# MATERIAL SHOWN start

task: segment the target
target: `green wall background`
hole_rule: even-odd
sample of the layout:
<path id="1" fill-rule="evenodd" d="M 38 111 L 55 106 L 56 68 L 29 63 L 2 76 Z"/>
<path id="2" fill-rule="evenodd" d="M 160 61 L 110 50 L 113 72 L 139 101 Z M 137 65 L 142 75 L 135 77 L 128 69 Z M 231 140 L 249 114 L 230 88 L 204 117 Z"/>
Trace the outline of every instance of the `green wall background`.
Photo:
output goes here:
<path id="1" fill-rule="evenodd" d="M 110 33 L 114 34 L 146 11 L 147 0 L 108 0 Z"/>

# MATERIAL SHOWN end
# MATERIAL SHOWN start

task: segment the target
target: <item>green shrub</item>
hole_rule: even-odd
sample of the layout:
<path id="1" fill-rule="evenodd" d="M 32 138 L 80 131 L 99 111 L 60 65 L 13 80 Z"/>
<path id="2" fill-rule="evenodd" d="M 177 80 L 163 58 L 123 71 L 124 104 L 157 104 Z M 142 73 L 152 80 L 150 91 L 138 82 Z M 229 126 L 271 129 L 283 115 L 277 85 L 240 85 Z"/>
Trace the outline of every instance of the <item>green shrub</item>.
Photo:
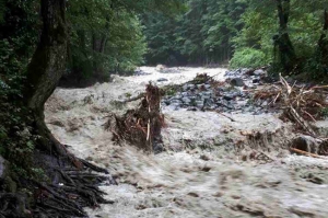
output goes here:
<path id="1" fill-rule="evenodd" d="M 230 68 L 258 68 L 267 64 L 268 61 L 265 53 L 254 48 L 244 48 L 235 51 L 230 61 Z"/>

# MATERIAL SHOWN end

## TASK DETAILS
Pull out each line of the listing that contains the word "target" and list those lines.

## ANSWER TO THE EXERCISE
task: segment the target
target: `green wall background`
task: segment the target
target: <item>green shrub</item>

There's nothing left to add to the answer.